__Saved entries__.
**********

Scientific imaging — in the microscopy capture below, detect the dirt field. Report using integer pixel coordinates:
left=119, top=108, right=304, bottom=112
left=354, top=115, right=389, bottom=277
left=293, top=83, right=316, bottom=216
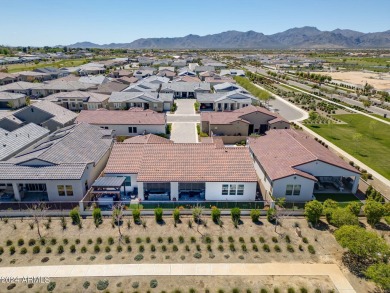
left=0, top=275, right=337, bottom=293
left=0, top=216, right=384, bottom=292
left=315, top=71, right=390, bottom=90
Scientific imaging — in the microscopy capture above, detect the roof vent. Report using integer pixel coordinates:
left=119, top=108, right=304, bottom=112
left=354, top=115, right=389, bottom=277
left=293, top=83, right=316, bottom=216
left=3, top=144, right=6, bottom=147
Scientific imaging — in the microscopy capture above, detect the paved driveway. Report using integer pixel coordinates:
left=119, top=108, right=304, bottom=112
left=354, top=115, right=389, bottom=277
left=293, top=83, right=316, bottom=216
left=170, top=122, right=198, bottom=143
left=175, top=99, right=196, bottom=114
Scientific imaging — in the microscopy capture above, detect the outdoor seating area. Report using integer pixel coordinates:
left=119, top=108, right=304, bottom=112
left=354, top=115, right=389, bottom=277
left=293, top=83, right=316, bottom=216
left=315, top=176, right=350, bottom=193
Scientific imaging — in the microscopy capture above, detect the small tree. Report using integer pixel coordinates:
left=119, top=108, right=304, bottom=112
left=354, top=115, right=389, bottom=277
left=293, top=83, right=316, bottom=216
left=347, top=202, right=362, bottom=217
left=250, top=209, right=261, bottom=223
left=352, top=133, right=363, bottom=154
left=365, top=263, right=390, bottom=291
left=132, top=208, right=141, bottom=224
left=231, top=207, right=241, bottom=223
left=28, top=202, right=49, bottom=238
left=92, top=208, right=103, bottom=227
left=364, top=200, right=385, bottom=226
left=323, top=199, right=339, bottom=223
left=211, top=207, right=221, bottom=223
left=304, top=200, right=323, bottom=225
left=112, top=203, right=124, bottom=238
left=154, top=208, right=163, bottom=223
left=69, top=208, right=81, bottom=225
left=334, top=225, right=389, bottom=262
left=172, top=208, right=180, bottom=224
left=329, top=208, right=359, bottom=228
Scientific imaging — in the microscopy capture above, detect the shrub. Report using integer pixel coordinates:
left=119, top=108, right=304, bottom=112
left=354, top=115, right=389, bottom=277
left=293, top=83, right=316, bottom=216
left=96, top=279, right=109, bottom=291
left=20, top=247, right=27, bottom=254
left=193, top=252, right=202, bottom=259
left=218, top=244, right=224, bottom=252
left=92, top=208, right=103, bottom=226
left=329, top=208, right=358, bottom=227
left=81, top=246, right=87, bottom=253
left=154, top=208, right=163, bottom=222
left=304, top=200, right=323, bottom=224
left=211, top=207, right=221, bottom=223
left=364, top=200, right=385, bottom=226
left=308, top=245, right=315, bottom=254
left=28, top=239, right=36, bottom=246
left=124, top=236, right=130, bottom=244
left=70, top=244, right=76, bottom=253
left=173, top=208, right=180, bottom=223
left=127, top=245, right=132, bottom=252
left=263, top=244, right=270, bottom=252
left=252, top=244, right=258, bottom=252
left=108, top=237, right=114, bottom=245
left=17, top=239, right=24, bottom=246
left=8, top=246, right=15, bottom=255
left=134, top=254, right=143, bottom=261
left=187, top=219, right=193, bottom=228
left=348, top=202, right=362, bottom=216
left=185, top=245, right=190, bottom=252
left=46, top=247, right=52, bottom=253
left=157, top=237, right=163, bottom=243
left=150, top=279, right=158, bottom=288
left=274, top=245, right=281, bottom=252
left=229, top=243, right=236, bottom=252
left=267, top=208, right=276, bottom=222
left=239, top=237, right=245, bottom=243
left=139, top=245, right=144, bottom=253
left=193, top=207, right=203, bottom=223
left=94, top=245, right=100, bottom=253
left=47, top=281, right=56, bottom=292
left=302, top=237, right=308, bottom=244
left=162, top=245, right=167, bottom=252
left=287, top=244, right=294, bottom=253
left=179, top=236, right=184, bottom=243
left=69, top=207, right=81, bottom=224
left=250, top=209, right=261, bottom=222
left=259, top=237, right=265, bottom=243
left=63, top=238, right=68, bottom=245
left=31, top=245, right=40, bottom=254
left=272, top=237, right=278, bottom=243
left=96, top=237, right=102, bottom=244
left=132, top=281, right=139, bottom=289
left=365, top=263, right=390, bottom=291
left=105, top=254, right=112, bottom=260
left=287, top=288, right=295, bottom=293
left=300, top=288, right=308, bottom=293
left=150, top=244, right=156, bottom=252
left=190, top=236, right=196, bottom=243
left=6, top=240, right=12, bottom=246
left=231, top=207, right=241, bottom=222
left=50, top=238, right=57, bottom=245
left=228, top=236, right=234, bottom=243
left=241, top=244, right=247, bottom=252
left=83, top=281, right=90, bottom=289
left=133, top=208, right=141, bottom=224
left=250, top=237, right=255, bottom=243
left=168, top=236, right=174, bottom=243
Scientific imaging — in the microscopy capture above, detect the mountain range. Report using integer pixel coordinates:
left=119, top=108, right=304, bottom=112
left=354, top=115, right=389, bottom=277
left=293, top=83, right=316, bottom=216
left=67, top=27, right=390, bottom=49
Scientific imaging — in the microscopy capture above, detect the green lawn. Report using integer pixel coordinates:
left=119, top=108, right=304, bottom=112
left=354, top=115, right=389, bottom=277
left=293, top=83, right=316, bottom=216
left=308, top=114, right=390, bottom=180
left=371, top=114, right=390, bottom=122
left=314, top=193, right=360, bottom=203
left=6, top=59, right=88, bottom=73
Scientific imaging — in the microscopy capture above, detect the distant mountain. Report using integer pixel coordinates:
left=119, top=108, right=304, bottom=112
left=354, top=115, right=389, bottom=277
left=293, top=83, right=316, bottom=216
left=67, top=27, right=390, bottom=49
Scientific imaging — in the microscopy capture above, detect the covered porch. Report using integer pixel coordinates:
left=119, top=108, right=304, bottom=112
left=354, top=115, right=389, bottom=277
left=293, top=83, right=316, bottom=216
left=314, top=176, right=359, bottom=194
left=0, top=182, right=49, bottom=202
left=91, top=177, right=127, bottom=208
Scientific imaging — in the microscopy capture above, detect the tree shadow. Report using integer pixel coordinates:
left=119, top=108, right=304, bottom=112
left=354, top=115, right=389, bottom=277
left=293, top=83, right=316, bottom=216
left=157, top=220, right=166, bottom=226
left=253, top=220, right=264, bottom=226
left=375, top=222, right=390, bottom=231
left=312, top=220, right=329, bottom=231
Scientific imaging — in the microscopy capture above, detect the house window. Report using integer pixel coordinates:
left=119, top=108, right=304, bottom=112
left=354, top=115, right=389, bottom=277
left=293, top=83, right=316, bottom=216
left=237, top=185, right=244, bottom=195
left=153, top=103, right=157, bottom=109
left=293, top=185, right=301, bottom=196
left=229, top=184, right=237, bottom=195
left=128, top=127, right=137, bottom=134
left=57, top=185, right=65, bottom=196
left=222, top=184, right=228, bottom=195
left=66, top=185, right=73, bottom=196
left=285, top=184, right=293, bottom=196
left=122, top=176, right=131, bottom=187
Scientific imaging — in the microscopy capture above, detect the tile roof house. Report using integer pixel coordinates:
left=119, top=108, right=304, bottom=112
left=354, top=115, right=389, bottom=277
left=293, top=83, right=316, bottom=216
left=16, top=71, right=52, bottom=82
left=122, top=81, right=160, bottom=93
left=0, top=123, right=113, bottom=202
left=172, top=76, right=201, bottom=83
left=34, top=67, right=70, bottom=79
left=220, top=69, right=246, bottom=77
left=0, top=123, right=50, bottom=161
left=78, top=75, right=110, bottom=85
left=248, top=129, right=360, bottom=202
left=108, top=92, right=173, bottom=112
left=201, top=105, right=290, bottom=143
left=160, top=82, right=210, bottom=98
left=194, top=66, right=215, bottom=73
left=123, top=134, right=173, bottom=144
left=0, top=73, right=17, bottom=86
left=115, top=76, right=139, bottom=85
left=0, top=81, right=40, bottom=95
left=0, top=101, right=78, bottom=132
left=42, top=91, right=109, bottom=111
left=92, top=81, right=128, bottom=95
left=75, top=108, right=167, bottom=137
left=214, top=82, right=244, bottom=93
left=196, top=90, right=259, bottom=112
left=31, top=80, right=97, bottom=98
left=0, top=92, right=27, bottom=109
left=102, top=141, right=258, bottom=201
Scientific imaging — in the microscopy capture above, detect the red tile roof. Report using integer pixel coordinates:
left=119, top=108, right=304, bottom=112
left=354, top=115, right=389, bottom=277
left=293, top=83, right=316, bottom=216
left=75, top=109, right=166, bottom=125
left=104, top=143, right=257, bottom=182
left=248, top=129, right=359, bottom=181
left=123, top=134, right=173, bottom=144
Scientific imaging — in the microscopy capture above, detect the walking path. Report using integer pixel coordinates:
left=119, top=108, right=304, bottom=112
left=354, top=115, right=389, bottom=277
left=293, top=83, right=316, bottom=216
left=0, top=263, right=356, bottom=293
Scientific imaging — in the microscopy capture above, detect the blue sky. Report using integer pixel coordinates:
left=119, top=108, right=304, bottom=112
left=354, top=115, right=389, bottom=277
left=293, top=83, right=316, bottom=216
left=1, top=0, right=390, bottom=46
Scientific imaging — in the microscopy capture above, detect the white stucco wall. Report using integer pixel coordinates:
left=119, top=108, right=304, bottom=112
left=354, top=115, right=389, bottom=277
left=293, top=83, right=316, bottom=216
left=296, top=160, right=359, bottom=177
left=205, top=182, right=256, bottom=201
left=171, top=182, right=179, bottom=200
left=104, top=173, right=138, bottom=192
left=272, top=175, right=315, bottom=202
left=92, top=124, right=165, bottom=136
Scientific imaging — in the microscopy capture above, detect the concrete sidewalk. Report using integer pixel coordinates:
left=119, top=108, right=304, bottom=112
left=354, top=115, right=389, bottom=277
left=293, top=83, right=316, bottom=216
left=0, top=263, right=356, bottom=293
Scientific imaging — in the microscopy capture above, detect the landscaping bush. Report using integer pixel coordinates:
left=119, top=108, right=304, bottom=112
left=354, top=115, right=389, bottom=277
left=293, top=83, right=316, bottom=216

**********

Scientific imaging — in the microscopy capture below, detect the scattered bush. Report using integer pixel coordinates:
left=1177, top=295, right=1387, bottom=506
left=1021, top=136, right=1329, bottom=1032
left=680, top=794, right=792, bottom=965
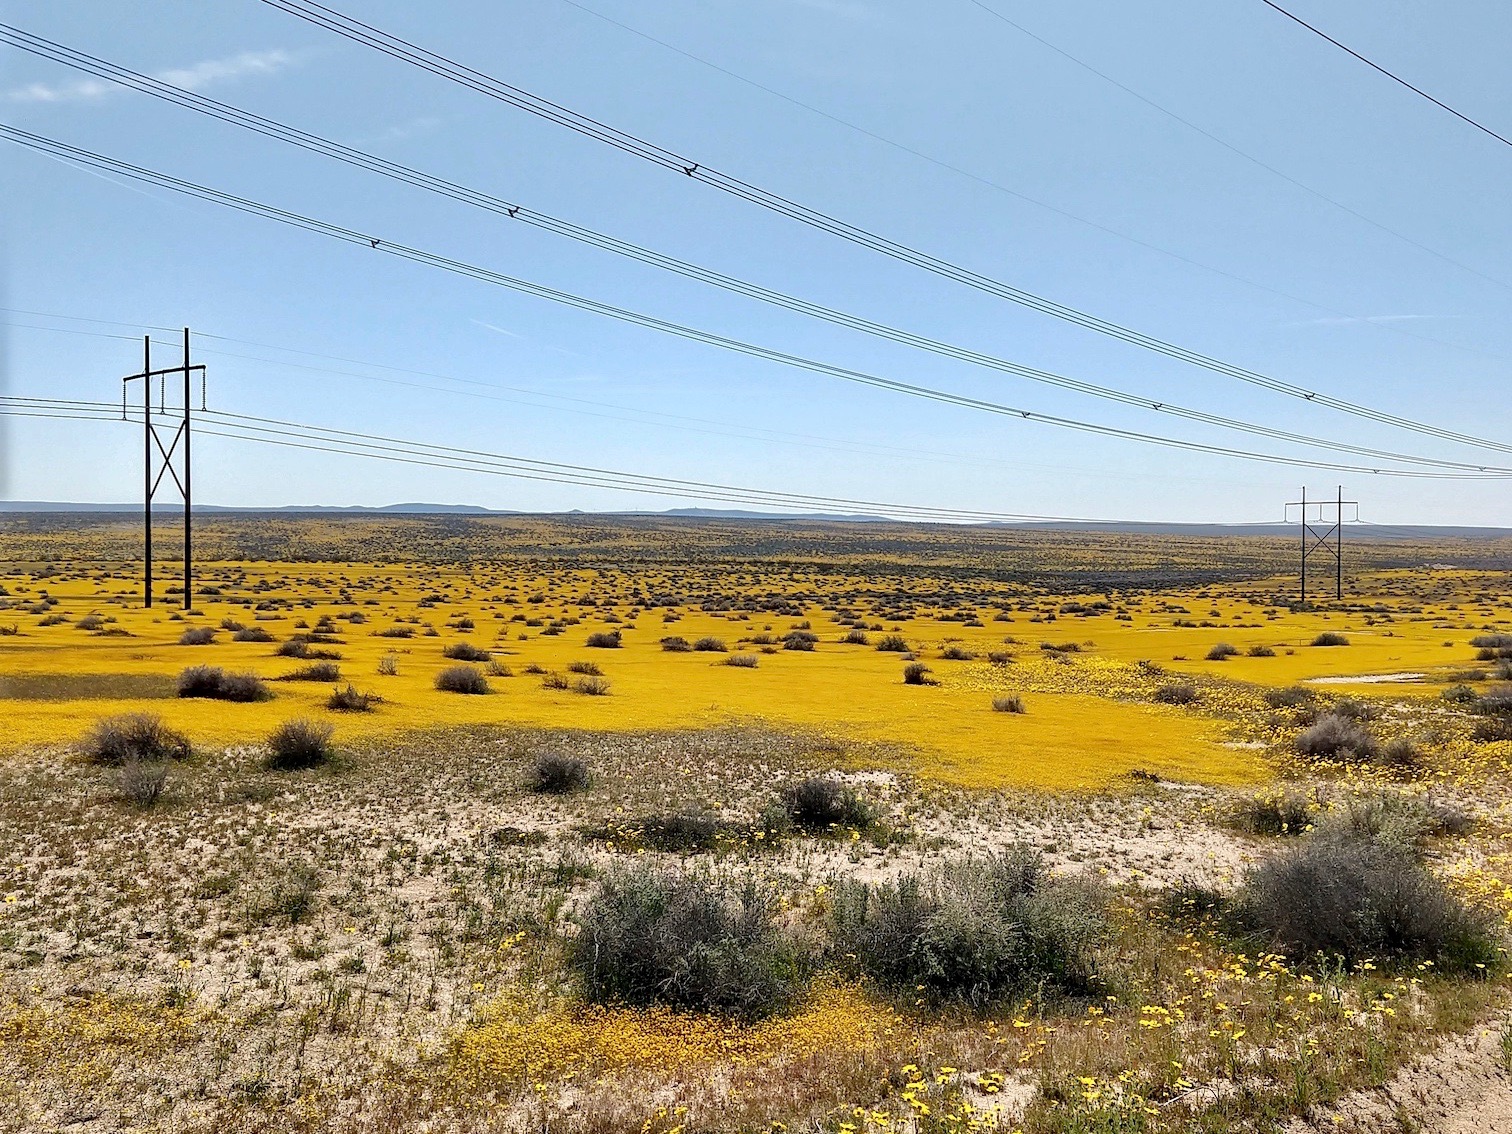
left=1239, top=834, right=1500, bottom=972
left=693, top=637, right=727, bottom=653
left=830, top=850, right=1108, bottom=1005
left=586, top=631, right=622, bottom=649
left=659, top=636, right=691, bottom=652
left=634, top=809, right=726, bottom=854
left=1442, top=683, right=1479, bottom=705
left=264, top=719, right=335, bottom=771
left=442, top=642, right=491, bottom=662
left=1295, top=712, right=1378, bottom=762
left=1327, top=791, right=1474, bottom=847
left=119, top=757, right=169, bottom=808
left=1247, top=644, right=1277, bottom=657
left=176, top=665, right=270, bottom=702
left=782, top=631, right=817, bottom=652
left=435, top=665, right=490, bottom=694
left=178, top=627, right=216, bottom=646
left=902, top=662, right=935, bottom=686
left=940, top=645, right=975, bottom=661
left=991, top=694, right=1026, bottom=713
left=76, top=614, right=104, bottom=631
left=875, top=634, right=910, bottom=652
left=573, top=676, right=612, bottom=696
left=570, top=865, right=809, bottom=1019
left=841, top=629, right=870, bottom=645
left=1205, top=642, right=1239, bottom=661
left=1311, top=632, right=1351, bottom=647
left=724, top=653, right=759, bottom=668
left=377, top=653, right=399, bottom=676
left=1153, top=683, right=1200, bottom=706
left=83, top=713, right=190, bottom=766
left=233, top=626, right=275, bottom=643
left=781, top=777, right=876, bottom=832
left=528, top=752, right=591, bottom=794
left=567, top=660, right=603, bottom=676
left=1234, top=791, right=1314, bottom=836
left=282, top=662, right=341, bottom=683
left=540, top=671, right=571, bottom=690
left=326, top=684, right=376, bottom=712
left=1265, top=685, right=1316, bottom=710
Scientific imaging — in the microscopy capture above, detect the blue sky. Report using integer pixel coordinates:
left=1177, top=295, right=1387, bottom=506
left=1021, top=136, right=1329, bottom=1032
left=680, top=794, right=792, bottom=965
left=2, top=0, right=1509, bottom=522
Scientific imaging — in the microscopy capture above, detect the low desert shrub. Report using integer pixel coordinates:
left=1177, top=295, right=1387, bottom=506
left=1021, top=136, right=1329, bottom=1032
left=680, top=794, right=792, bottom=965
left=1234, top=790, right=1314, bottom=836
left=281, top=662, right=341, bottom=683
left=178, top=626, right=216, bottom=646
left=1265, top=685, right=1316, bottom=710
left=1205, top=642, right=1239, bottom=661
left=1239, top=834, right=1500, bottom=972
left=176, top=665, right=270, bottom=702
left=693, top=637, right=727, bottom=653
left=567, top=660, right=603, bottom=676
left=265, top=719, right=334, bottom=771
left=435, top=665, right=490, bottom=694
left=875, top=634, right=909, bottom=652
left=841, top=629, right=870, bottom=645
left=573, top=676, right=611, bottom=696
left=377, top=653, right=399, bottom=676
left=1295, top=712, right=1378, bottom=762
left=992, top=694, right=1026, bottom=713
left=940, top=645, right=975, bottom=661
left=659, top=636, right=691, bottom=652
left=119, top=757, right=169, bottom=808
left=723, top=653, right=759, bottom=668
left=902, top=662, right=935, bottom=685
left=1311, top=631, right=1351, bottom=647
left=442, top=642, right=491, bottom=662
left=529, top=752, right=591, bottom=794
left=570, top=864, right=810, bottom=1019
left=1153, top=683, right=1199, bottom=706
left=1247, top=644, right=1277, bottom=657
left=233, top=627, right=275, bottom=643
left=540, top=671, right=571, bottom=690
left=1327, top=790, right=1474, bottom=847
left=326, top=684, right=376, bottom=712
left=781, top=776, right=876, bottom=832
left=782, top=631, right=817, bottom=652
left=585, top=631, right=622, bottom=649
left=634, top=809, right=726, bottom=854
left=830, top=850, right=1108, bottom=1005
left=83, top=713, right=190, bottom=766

**********

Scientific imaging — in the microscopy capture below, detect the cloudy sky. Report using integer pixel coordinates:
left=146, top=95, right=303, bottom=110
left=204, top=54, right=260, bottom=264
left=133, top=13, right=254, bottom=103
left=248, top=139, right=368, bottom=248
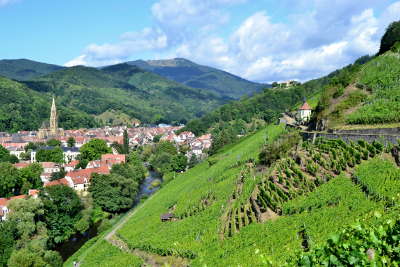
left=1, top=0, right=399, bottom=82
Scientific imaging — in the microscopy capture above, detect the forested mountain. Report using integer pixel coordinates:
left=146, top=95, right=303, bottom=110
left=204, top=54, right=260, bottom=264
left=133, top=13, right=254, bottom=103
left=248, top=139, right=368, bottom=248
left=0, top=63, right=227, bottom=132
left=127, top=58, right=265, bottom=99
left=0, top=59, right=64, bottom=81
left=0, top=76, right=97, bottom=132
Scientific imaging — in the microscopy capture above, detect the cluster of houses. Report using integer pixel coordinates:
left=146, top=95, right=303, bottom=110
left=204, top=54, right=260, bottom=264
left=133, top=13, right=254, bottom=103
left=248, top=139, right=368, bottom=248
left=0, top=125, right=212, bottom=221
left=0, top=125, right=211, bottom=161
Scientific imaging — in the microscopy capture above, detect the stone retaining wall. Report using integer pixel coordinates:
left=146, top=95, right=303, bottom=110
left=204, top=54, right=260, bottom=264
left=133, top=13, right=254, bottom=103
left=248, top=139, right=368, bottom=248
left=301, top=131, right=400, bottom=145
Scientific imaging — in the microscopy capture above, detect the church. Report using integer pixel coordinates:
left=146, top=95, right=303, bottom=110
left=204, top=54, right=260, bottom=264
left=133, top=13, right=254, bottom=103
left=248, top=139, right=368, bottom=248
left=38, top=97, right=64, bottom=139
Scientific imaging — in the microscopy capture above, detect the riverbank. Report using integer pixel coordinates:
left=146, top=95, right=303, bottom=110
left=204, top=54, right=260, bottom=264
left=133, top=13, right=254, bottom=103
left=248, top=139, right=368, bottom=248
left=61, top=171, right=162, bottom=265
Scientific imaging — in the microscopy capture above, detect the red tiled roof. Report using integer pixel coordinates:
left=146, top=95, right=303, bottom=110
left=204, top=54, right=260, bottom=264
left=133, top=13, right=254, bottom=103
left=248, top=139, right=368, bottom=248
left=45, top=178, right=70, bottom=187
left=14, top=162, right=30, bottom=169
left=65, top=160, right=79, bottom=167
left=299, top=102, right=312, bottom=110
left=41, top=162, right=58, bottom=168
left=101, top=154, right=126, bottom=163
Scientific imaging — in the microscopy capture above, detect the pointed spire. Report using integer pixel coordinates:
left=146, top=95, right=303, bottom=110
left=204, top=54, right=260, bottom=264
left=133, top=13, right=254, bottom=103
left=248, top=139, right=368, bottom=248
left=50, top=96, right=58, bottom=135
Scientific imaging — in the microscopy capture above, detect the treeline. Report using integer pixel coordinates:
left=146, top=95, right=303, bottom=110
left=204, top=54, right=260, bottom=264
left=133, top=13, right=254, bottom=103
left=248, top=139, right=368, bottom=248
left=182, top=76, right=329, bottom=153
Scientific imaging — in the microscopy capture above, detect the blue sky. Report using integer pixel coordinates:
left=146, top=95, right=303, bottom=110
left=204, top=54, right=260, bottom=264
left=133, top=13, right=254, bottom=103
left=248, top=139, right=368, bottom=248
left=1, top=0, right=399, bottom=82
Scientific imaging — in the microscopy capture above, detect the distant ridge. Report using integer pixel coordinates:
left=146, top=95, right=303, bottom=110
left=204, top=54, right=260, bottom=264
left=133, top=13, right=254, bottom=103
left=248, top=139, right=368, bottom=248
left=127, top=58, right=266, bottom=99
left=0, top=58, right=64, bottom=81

**********

__Task instructions__. Copy each line in the entries above where "wall" turns up.

__Response area__.
Scientific imaging — in the microscopy capture above, detect the white stucco wall. Report using integer pixel coordinates:
Scientific imaging — in the microscopy capture above, detect the stone retaining wall. Report using integer pixel coordinates:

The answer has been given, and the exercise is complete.